[Belirtilen alıştırma 1]
Yanartaş II üzerine olan metinde "ülkede alınan" ifadesinin ardından sıralanan her şeyi yazın.
[Belirtilen alıştırma 2]
Lütfen listede "outstretched" kelimesini içeren her satırı belirleyip kopyalayın.

[Okunacak bölüm]
+-------+

"Elbette, bir yerde, artık, "yanar taş" sadece kömür değildir; büyük insanın tutuşturduğu bütün Dünya ve Dünya' nın yaktığı küçük insandır."
/Yanartaş II. /M.Seyda/
1941 yılının sonlarına doğru asker olarak başlayan Osman'ın (Çeliker/Çilingir), Çaycuma' ya sürgün edilmesiyle beraberinde askerlik yaşantısı, yalnızlığı ve uzaklığı içinde yaşamının yanında II. Dünya Savaşı'nın hızla ilerlemesiyle ülkede alınan tedbirler, kanunlar, vergiler, ihtikârlar ve Avrupa'daki savaşın Stanlingrad' a kadar ilerleyişinin noktalanması ile mektuplar, ajanslar, söylevler birarada yer almıştır. Olayların akışı yine tarihsel çizgide not düşürülerek yazıya geçirilmiştir. Kitapta geçtiği gibi:
"Oysa ben unuturum, unutur giderim. Yazarsam sanki bir şey olacakmış gibi, içimden:
(DUR BEN BUNUN ROMANINI YAZAYIM DA..)

+-------+

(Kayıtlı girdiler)

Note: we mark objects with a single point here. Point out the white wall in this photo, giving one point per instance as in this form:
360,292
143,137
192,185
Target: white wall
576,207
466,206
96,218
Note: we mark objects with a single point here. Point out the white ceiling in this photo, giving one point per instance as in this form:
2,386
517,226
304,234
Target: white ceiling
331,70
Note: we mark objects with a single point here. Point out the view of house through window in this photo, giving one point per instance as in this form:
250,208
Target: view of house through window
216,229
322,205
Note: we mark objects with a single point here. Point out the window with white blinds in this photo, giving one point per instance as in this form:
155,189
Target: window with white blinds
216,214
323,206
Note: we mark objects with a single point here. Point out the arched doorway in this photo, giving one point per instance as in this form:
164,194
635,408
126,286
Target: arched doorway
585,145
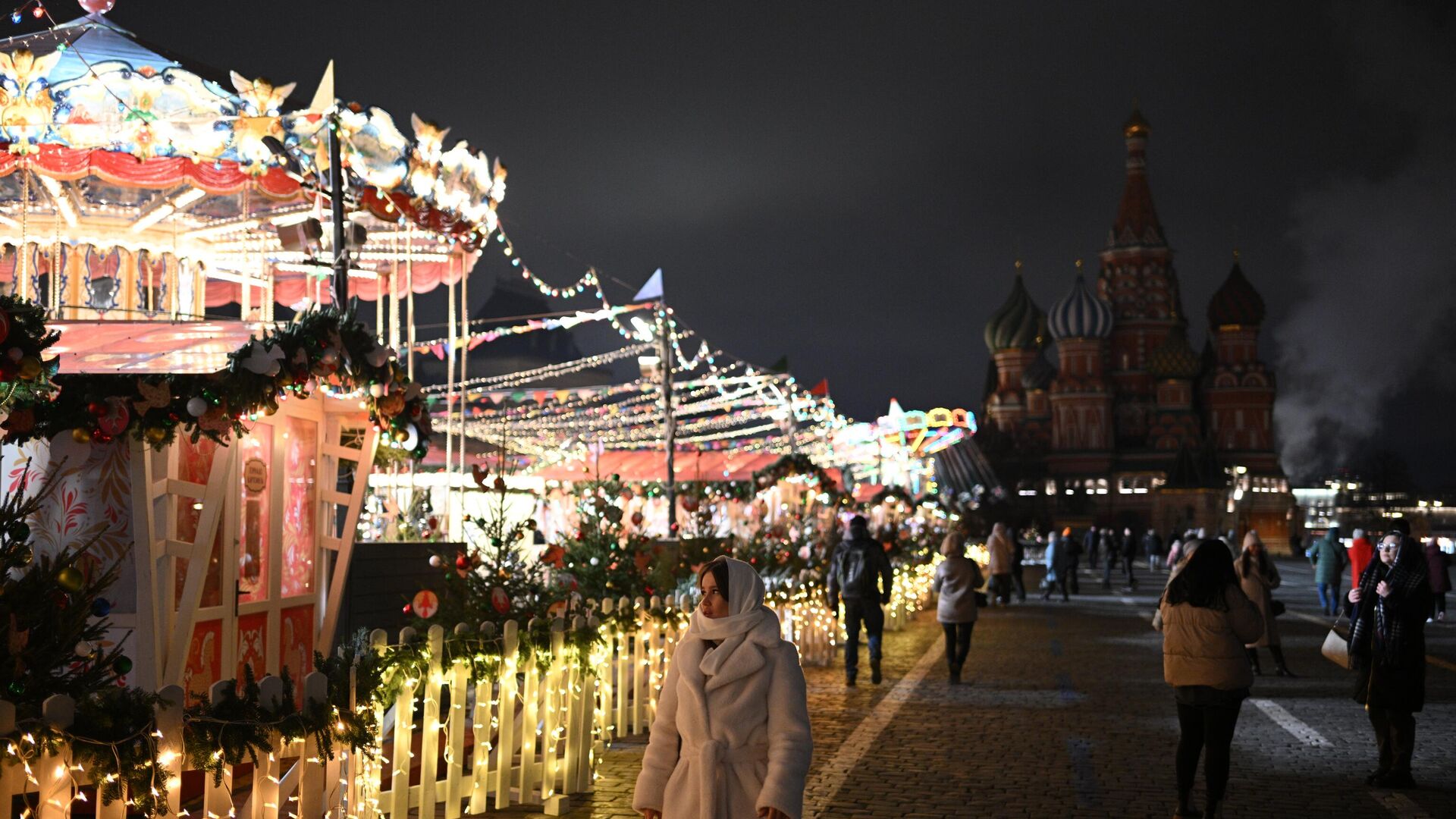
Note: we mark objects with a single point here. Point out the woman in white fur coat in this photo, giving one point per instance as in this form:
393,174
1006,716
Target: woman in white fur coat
731,738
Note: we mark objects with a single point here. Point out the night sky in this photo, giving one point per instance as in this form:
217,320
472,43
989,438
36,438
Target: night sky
849,184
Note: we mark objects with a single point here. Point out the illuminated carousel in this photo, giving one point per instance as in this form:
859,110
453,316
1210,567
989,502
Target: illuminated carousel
162,218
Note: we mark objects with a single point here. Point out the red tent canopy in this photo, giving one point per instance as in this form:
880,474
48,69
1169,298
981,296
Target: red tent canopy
648,465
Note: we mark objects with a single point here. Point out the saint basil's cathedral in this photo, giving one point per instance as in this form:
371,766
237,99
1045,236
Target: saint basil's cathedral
1100,411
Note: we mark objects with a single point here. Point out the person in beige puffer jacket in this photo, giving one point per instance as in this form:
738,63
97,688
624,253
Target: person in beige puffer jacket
1206,621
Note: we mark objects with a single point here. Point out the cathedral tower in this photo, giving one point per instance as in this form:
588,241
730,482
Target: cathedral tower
1014,337
1081,394
1138,279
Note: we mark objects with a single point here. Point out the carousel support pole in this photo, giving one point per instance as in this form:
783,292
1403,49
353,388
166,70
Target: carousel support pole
341,260
664,330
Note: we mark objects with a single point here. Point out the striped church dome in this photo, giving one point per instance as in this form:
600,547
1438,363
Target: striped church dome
1018,324
1237,302
1081,314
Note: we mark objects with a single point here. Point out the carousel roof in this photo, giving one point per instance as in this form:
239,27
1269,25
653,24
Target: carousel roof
149,347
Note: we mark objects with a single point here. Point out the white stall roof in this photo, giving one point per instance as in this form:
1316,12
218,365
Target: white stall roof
149,347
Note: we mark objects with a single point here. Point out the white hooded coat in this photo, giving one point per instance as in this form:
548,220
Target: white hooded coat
733,727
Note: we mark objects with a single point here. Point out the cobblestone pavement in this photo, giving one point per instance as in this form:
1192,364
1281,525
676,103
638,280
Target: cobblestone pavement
1066,714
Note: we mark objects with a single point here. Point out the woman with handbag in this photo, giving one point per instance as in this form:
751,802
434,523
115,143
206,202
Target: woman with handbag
1206,621
1258,577
1436,563
956,582
1388,651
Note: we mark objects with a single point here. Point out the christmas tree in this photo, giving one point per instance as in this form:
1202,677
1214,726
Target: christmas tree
604,558
53,614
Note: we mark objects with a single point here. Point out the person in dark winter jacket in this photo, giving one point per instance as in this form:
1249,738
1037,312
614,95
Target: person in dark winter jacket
859,573
1329,558
1436,569
1128,548
1152,548
1072,556
1057,564
1388,651
1018,557
1090,542
1107,542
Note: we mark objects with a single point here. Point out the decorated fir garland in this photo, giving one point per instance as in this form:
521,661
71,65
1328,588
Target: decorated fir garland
799,464
25,373
324,349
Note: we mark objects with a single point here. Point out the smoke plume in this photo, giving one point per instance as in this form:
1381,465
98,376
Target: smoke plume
1378,265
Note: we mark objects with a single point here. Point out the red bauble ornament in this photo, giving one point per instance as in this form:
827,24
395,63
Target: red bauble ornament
425,604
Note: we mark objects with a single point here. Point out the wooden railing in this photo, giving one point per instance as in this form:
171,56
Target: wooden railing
530,733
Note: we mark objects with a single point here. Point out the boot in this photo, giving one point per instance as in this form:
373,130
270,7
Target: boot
1279,662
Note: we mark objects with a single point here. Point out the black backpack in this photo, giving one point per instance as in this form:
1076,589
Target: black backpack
856,577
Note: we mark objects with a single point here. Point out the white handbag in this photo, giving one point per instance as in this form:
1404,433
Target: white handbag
1337,645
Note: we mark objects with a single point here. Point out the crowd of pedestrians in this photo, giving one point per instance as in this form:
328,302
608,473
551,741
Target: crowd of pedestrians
1216,611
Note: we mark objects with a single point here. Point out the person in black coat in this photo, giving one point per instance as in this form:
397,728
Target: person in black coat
1153,548
1388,651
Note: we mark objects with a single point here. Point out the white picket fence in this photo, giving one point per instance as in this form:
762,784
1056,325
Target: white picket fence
452,742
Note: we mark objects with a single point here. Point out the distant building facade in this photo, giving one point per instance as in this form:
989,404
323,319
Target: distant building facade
1100,411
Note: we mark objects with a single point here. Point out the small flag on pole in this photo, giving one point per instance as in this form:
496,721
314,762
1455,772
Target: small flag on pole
653,290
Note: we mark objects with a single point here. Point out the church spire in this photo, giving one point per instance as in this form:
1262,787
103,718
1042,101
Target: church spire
1136,216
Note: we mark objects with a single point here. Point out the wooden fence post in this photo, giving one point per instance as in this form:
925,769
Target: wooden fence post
169,745
455,738
400,758
484,722
53,770
430,723
313,779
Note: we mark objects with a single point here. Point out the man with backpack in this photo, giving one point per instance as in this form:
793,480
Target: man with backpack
859,575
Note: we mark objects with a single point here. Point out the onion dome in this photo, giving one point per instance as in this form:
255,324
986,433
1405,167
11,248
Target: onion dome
1038,375
1081,314
1174,359
1018,324
1136,126
1237,302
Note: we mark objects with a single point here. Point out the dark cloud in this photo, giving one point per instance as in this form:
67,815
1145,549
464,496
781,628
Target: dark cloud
851,183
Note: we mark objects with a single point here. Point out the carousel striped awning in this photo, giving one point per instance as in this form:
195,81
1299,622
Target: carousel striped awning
963,469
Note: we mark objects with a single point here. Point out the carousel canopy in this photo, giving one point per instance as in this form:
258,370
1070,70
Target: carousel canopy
650,465
149,347
137,186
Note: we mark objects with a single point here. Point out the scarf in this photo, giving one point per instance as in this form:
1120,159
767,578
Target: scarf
1405,579
747,617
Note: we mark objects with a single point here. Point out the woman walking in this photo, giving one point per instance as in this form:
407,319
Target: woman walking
1329,558
731,736
1258,577
957,580
1436,564
1388,648
999,563
1206,621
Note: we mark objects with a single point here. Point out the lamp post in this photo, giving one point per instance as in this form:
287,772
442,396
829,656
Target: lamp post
341,261
664,330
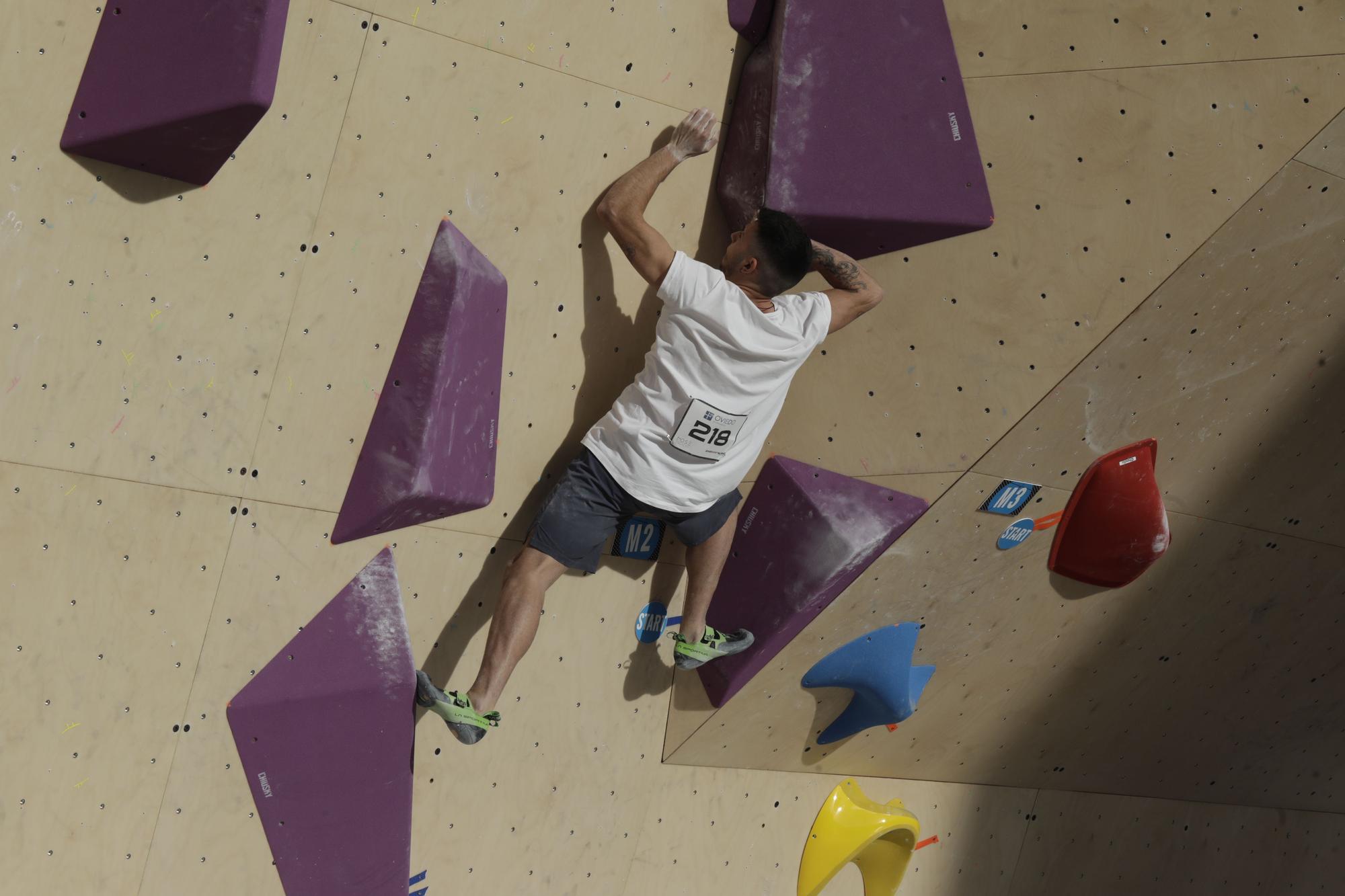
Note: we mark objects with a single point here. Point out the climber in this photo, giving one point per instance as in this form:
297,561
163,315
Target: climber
679,442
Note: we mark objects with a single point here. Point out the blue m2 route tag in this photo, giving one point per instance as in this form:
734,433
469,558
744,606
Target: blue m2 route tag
640,538
1016,533
1009,497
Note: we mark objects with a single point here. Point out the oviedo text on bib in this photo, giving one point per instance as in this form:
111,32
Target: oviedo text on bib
707,432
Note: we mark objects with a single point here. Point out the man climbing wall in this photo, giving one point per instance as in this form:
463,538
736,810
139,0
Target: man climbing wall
680,439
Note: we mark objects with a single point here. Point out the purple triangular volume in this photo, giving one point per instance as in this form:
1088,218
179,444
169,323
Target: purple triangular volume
804,536
326,736
174,88
431,447
857,126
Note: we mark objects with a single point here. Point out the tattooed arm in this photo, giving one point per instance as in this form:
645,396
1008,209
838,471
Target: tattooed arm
855,291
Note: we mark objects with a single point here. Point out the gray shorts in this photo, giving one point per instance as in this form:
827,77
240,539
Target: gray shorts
587,506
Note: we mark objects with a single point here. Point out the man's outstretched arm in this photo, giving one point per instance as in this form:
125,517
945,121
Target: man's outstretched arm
855,291
622,210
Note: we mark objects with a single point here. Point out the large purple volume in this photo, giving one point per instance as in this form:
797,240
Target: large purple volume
174,87
856,123
804,536
326,735
431,447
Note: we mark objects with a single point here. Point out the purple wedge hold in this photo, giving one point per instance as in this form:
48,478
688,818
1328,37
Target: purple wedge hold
326,736
431,446
857,124
804,536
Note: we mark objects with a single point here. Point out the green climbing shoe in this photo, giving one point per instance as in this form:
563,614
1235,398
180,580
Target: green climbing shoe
714,645
455,709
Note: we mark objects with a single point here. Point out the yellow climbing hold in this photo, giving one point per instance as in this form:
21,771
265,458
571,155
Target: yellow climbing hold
852,827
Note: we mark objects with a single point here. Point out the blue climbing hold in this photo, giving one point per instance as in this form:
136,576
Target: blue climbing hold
878,669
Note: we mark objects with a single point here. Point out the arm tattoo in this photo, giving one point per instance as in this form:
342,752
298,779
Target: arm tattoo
843,274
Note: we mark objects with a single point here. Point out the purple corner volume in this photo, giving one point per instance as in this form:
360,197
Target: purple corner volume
804,536
174,88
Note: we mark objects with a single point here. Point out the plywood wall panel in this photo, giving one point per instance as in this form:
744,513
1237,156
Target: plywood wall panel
1195,681
517,158
681,54
145,317
1059,36
108,589
1113,846
1237,366
1104,185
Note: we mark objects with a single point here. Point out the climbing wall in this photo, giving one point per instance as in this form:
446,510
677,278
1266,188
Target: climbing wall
1198,680
186,377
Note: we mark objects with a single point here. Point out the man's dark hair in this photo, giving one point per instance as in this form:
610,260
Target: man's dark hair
786,251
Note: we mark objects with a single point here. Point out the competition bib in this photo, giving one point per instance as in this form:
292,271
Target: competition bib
707,432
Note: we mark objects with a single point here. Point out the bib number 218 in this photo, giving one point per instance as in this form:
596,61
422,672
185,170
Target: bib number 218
707,431
703,431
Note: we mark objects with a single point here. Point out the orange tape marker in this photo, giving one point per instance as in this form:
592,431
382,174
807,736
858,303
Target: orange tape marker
1048,521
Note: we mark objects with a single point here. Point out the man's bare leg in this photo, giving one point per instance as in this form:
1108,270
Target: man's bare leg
514,623
704,565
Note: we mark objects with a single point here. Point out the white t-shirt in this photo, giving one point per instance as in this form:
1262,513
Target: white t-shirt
693,423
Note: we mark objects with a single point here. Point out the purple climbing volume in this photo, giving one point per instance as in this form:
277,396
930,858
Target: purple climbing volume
804,536
173,88
326,736
856,124
431,447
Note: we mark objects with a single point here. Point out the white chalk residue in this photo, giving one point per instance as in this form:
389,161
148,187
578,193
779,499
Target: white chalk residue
380,620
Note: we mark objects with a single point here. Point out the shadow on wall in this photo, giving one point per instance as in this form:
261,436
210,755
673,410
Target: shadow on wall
134,186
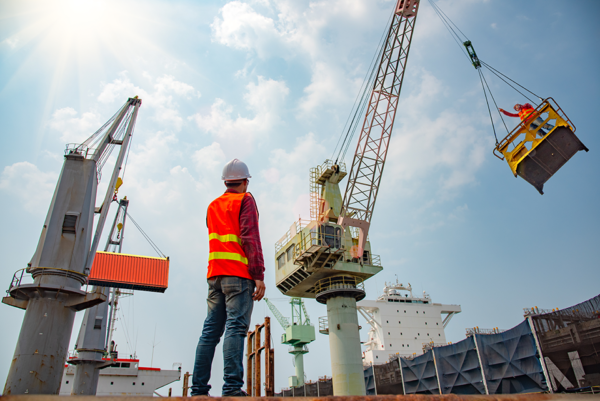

+-------+

[Görev çıktısı 1]
tedbirler, kanunlar, vergiler, ihtikârlar

[Görev çıktısı 2]
Note: we mark objects with a single point here. Point out the man's outstretched arm in this photo, giving one point per instance as in this form:
Target: man's outstretched arm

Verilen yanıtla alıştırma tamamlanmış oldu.